• [REQUIRED TASK]
Rename "black leggings" to "black tights" in the records from the line with "--target=black leggings --mode=segment" to the line with "[[[0,194],[0,284],[9,284],[14,274],[14,238],[29,194],[16,191]]]", and write out those lines alone with everything else unchanged.

• [EXTRACTED MATERIAL]
>>>
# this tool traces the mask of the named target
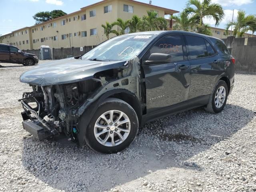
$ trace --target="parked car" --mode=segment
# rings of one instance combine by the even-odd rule
[[[13,45],[0,43],[0,62],[22,64],[25,66],[38,63],[36,55],[24,53]]]
[[[202,106],[221,112],[234,63],[223,41],[211,36],[176,31],[118,36],[21,75],[33,89],[20,100],[23,127],[40,140],[64,133],[115,153],[147,122]]]

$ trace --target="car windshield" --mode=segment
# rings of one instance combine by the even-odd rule
[[[99,45],[82,57],[82,59],[111,61],[130,60],[136,56],[153,35],[116,37]]]

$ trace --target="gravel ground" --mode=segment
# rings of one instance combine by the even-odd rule
[[[17,100],[30,89],[19,77],[33,67],[0,64],[0,191],[256,191],[256,76],[236,74],[221,113],[148,123],[128,148],[106,155],[28,136]]]

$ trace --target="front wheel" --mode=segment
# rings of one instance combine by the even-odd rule
[[[136,112],[128,103],[108,98],[100,105],[86,128],[86,142],[97,152],[116,153],[132,142],[138,125]]]
[[[34,65],[34,64],[35,62],[34,60],[31,58],[28,58],[25,60],[25,62],[24,62],[23,65],[24,65],[25,66],[28,66],[30,65]]]
[[[210,95],[205,110],[213,113],[218,113],[222,110],[226,105],[228,94],[228,88],[226,82],[219,80]]]

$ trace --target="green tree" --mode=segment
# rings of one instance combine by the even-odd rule
[[[237,13],[236,20],[228,22],[226,25],[226,30],[227,32],[229,28],[232,25],[234,35],[238,37],[242,37],[244,33],[248,30],[250,24],[251,26],[253,25],[254,17],[252,15],[246,15],[244,11],[239,10]]]
[[[188,31],[195,25],[193,18],[189,17],[188,14],[184,11],[181,12],[178,15],[172,15],[170,18],[175,20],[172,28],[174,30]]]
[[[217,3],[212,3],[211,0],[189,0],[185,11],[191,14],[195,21],[199,20],[199,28],[201,29],[204,18],[213,18],[215,26],[220,24],[224,17],[223,9]]]
[[[252,37],[253,34],[256,32],[256,16],[254,16],[253,17],[254,18],[252,19],[252,21],[250,22],[248,27],[248,30],[252,32],[251,37]]]
[[[35,14],[32,17],[36,20],[36,24],[38,24],[66,14],[66,13],[61,10],[53,10],[50,12],[38,12]]]
[[[118,31],[120,35],[123,35],[124,34],[124,30],[127,27],[129,27],[129,20],[126,20],[124,21],[120,18],[118,18],[116,21],[112,23],[114,25],[117,25],[120,28],[120,31]]]
[[[113,29],[113,27],[115,25],[114,24],[110,24],[108,22],[106,22],[106,25],[102,24],[101,26],[104,29],[104,34],[106,35],[108,39],[109,39],[109,34],[111,33],[116,34],[116,36],[119,35],[118,32],[116,30]]]
[[[134,15],[132,19],[128,20],[128,27],[130,33],[135,33],[138,30],[138,24],[140,22],[140,18],[137,15]]]
[[[155,11],[148,10],[148,15],[144,16],[138,24],[140,31],[154,31],[166,30],[167,28],[167,22],[162,17],[158,17]]]

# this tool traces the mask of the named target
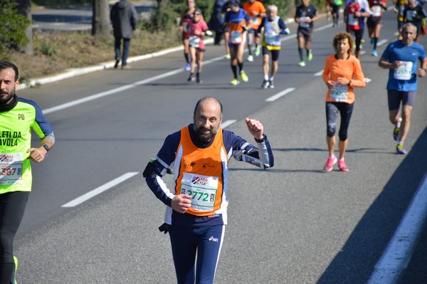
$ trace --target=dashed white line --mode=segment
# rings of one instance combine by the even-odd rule
[[[290,93],[290,92],[292,92],[295,90],[295,88],[288,88],[288,89],[285,89],[284,90],[283,90],[280,93],[278,93],[277,94],[275,94],[275,95],[273,95],[270,98],[268,98],[268,99],[265,100],[266,102],[274,102],[275,100],[279,99],[280,98],[282,98],[283,96],[288,95],[288,93]]]
[[[80,197],[76,198],[75,199],[65,204],[61,207],[74,207],[79,204],[81,204],[82,203],[90,199],[91,198],[111,189],[112,186],[115,186],[119,184],[120,183],[125,182],[126,179],[129,179],[133,176],[138,174],[139,172],[128,172],[127,174],[125,174],[122,176],[120,176],[117,179],[115,179],[111,182],[107,182],[105,184],[102,185],[100,187],[95,189],[88,192],[87,194],[82,195]]]
[[[368,284],[392,284],[406,268],[427,216],[427,175],[415,194]]]

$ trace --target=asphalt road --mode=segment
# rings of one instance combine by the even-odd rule
[[[245,63],[248,83],[228,85],[223,46],[209,46],[201,85],[187,83],[177,51],[132,63],[132,69],[19,91],[50,110],[58,140],[47,160],[33,167],[33,191],[15,243],[19,283],[175,282],[169,237],[157,231],[164,206],[141,173],[165,137],[191,121],[196,101],[206,95],[221,100],[224,120],[235,120],[227,129],[249,141],[244,118],[259,119],[275,158],[269,171],[231,163],[229,225],[216,283],[367,283],[426,176],[427,81],[418,83],[405,144],[409,153],[397,155],[388,121],[388,73],[369,55],[367,40],[361,61],[371,81],[357,90],[346,157],[350,172],[324,173],[326,88],[319,73],[333,53],[333,36],[344,28],[316,23],[314,59],[300,68],[296,29],[290,26],[273,90],[260,87],[260,58]],[[395,14],[387,12],[381,39],[394,41],[395,27]],[[63,105],[84,99],[93,100]],[[62,207],[127,173],[139,174]],[[421,239],[414,256],[422,261]],[[418,280],[426,275],[423,263],[413,261],[401,283],[420,283],[404,274],[411,271]]]

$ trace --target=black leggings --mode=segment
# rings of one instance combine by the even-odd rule
[[[354,105],[354,103],[326,102],[326,132],[328,137],[332,137],[335,135],[337,117],[338,117],[338,112],[339,112],[341,115],[341,124],[339,125],[338,137],[341,141],[347,140],[347,130],[350,124],[352,113],[353,113]]]
[[[0,194],[0,284],[9,284],[14,274],[14,238],[29,194],[16,191]]]

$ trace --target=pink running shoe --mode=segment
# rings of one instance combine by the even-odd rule
[[[330,172],[332,170],[332,167],[334,167],[334,164],[337,164],[337,157],[335,156],[334,156],[333,157],[330,157],[329,158],[327,158],[327,161],[326,162],[326,164],[325,164],[325,167],[323,167],[323,170],[325,172]]]
[[[344,160],[344,159],[339,159],[339,160],[338,161],[338,167],[342,172],[348,172],[349,171],[349,168],[347,167],[347,165],[345,164],[345,161]]]

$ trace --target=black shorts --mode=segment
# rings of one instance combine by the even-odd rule
[[[279,54],[280,53],[280,49],[272,49],[268,50],[266,46],[263,46],[263,55],[271,53],[271,60],[273,61],[277,61],[279,60]]]
[[[411,90],[408,92],[397,90],[387,90],[387,96],[389,100],[389,110],[399,110],[400,103],[403,105],[413,106],[416,91]]]
[[[381,17],[368,17],[367,20],[367,26],[369,28],[374,28],[378,25],[381,25]]]
[[[311,41],[313,31],[311,28],[298,28],[297,31],[297,38],[304,38],[305,41]]]

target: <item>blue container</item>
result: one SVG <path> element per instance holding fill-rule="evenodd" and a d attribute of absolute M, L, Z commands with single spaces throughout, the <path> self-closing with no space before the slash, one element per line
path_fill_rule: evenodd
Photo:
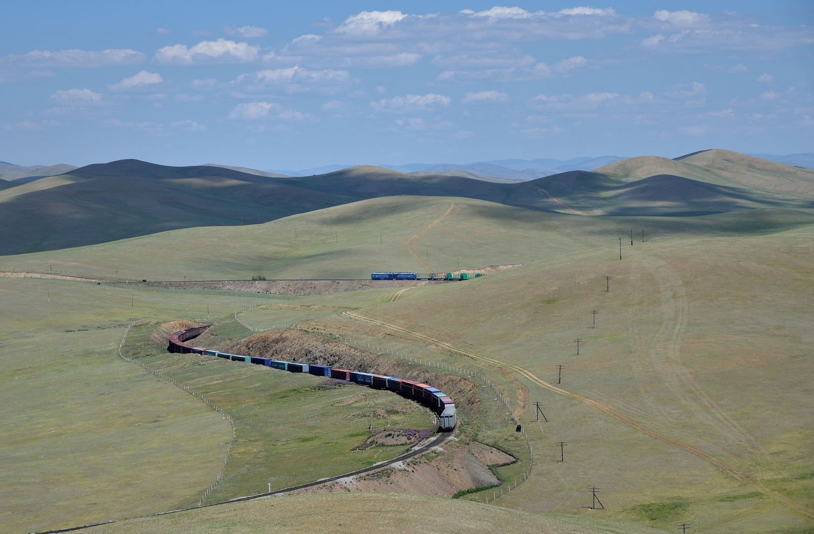
<path fill-rule="evenodd" d="M 308 372 L 315 376 L 330 376 L 330 367 L 326 365 L 309 365 Z"/>
<path fill-rule="evenodd" d="M 370 373 L 357 373 L 355 371 L 352 371 L 351 382 L 356 382 L 357 384 L 364 384 L 365 385 L 370 385 L 373 384 L 373 375 Z"/>

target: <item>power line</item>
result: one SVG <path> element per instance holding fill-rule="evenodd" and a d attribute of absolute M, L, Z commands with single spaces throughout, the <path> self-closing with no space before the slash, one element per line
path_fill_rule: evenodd
<path fill-rule="evenodd" d="M 542 403 L 541 402 L 535 402 L 534 403 L 534 406 L 536 408 L 536 410 L 535 410 L 534 413 L 535 413 L 535 415 L 537 418 L 536 420 L 539 421 L 540 420 L 540 416 L 542 415 L 543 416 L 543 420 L 545 421 L 546 423 L 548 423 L 549 420 L 547 419 L 545 419 L 545 414 L 543 413 L 543 409 L 540 406 L 540 404 L 542 404 Z"/>
<path fill-rule="evenodd" d="M 599 497 L 597 497 L 597 493 L 599 493 L 599 488 L 589 488 L 588 489 L 591 492 L 591 493 L 593 494 L 593 502 L 591 503 L 591 510 L 596 510 L 597 509 L 597 502 L 599 503 L 599 506 L 602 506 L 602 509 L 605 510 L 605 506 L 602 506 L 602 503 L 599 500 Z"/>
<path fill-rule="evenodd" d="M 563 447 L 565 447 L 567 445 L 568 445 L 567 441 L 557 442 L 557 446 L 560 448 L 560 459 L 559 459 L 560 463 L 565 462 L 565 449 L 563 449 Z M 557 460 L 554 460 L 554 462 L 557 462 Z"/>

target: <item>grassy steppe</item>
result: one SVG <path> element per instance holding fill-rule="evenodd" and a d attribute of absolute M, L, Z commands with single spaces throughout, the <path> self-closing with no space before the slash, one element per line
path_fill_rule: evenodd
<path fill-rule="evenodd" d="M 814 223 L 814 215 L 755 210 L 704 217 L 583 217 L 466 198 L 387 197 L 244 227 L 185 228 L 77 249 L 0 257 L 0 270 L 65 272 L 111 280 L 369 278 L 424 271 L 406 241 L 454 202 L 459 211 L 418 240 L 435 272 L 526 263 L 614 246 L 628 228 L 648 241 L 770 233 Z M 641 232 L 634 235 L 641 241 Z M 194 259 L 190 259 L 194 258 Z"/>
<path fill-rule="evenodd" d="M 317 493 L 260 499 L 94 527 L 90 534 L 202 532 L 495 532 L 540 534 L 658 534 L 668 531 L 558 514 L 530 514 L 466 501 L 394 493 Z"/>
<path fill-rule="evenodd" d="M 133 320 L 205 317 L 207 304 L 228 314 L 250 301 L 8 278 L 0 299 L 2 530 L 195 505 L 221 468 L 231 428 L 122 361 L 119 342 Z"/>

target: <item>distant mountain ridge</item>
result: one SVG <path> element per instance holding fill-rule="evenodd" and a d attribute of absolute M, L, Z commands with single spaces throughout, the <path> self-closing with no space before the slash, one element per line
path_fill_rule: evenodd
<path fill-rule="evenodd" d="M 620 156 L 600 156 L 598 158 L 589 158 L 587 156 L 580 158 L 572 158 L 571 159 L 494 159 L 492 161 L 480 161 L 471 163 L 408 163 L 407 165 L 378 165 L 385 169 L 397 171 L 406 174 L 414 172 L 425 173 L 449 173 L 451 171 L 462 171 L 458 174 L 450 174 L 449 176 L 461 176 L 466 177 L 475 177 L 476 180 L 484 180 L 472 176 L 486 176 L 492 178 L 508 178 L 510 181 L 523 181 L 528 180 L 536 180 L 542 176 L 549 176 L 559 172 L 567 171 L 593 171 L 593 169 L 607 165 L 613 162 L 624 159 Z M 350 168 L 351 165 L 326 165 L 312 169 L 303 169 L 301 171 L 292 170 L 268 170 L 267 172 L 275 172 L 285 174 L 291 176 L 311 176 L 341 171 Z M 469 174 L 464 174 L 469 173 Z M 487 180 L 487 181 L 494 181 Z M 502 181 L 502 180 L 501 180 Z"/>

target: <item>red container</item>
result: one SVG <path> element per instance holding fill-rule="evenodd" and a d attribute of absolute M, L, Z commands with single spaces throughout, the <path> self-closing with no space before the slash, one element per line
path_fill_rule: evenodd
<path fill-rule="evenodd" d="M 418 384 L 414 380 L 401 380 L 401 394 L 413 397 L 413 385 Z"/>
<path fill-rule="evenodd" d="M 331 369 L 330 378 L 335 378 L 338 380 L 351 380 L 351 371 L 347 369 Z"/>

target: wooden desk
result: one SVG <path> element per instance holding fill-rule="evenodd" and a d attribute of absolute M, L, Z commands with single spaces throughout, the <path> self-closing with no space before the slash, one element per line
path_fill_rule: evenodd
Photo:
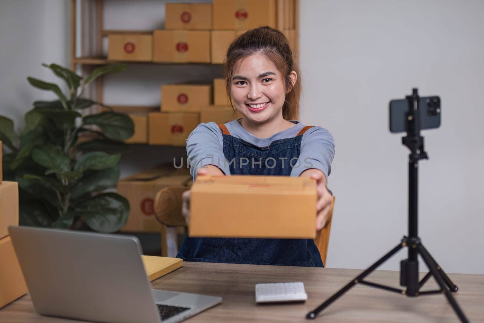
<<<
• [OUTPUT]
$ trace --target=black tights --mode=segment
# rings of one instance combine by the even-odd rule
[[[354,105],[354,103],[326,102],[326,132],[328,137],[332,137],[335,135],[337,117],[338,117],[338,112],[339,112],[341,115],[341,124],[339,125],[338,137],[341,141],[347,140],[347,130],[350,124],[352,113],[353,113]]]
[[[0,194],[0,284],[9,284],[14,274],[14,238],[29,194],[16,191]]]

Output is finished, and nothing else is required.